## JOB 1
Reproduce the part of the passage on discovery sanctions starting with "Courts are cracking" and going on through "documents in discovery.".

## PASSAGE
Avoiding Discovery Sanctions in an Ever-Evolving Technological World

Courts are cracking down on both attorneys’ and litigants’ failure to properly preserve, review, and produce relevant and responsive documents in discovery.

By Lindsay Calhoun

As new technologies develop and new apps proliferate in the workplace, both attorneys and litigants must be mindful of the need to preserve and produce relevant data across myriad platforms or face the risk of severe (and even terminating) discovery sanctions. Recent case law from across the country demonstrates the dangers of assuming that electronically stored information (ESI) obligations end with the production of emails. As the three cases outlined below show, counsel should ensure that they fully understand the technologies their clients use to communicate on relevant topics, as well as the clients’ routine deletion and preservation policies, and remain actively involved in the preservation, collection, and review of data for discovery purposes.

Clients’ Auto-Deletion Policies

In Columbia Pictures Industries, Inc. v. Galindo, the court not only ordered defendant Alejandro Galindo to pay the plaintiffs’ reasonable attorney fees due to the defendant’s refusal to participate in discovery but also issued terminating sanctions against him. No. 2:20-cv-03129, 2022 WL 3009463 (C.D. Cal. June 14, 2022), report & recommendation adopted, 2022 WL 3369629 (C.D. Cal. Aug. 15, 2022). Among many other discovery violations, including deleting relevant email accounts and hiding and destroying devices, Galindo also obfuscated business-related messages that he exchanged in the Telegram app by changing the app’s settings to auto-delete messages every seven days. Galindo “took these actions despite being told by his counsel not to destroy evidence.” Galindo, 2022 WL 3009463, at *4. After a year of litigating Galindo’s discovery abuses, the court eventually imposed severe sanctions under Federal Rule of Civil Procedure 37 and terminated the case in the plaintiffs’ favor. It also ordered Galindo to pay $181,080 in attorney fees to the plaintiffs. In issuing sanctions, the court specifically called attention to Galindo’s decision to set the Telegram app to auto-delete, which destroyed relevant ESI, and noted that Galindo had “no excuse for his continued use of Telegram set to automatically delete messages.” Id. at *12.

## DATA
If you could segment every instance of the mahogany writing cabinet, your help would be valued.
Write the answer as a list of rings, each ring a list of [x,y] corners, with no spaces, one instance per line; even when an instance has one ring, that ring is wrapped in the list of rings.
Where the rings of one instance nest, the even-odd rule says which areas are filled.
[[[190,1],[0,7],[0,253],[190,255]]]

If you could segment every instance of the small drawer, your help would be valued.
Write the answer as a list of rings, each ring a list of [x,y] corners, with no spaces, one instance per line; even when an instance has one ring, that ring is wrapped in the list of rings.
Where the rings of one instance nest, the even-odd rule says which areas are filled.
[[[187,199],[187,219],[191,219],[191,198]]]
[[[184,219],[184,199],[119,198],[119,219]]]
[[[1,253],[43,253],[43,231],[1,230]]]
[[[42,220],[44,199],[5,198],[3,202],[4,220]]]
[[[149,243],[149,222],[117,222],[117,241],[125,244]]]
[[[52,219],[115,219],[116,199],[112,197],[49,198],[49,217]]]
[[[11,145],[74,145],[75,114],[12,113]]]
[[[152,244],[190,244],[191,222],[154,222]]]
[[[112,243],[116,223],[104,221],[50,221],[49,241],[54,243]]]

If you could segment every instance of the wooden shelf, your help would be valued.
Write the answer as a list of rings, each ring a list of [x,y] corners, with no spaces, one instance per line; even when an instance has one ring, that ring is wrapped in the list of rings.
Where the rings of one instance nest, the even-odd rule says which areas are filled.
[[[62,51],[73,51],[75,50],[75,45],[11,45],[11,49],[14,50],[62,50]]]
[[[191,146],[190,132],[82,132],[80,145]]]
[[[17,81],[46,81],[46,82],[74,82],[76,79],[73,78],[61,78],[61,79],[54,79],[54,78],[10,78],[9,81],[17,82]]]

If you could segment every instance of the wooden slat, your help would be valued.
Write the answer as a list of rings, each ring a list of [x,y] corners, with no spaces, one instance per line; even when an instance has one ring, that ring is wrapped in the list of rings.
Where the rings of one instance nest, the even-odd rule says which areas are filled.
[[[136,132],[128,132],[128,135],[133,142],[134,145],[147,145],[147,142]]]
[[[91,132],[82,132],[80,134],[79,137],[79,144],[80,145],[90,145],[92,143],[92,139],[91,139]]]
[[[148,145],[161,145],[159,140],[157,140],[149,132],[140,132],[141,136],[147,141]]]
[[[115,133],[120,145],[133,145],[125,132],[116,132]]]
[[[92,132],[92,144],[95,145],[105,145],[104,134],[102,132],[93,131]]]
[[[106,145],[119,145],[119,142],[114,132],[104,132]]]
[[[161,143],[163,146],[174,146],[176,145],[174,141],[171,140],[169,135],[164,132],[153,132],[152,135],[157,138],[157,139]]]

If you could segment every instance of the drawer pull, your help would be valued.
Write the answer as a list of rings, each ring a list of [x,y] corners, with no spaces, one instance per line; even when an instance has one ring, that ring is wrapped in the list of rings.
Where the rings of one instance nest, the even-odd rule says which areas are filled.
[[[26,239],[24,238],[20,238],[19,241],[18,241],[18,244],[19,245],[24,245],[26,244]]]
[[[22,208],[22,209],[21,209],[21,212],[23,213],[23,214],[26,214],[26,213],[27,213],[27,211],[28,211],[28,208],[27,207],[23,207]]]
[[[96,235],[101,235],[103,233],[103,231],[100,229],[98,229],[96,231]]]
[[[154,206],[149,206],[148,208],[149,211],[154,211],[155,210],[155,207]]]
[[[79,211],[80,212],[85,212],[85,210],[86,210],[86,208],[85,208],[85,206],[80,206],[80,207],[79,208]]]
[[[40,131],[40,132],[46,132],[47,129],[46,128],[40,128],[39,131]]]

## JOB 2
List every line of the records above that contains the word "help".

## RESULT 1
Courts are cracking down on both attorneys’ and litigants’ failure to properly preserve, review, and produce relevant and responsive documents in discovery.

## RESULT 2
If you could segment every instance of the mahogany writing cabinet, your help would be valued.
If you could segment every instance of the small drawer, your help would be valued.
If you could segment every instance of the wooden shelf, your help would be valued.
If you could segment every instance of the wooden slat, your help would be valued.
If you could segment every instance of the drawer pull, your help would be valued.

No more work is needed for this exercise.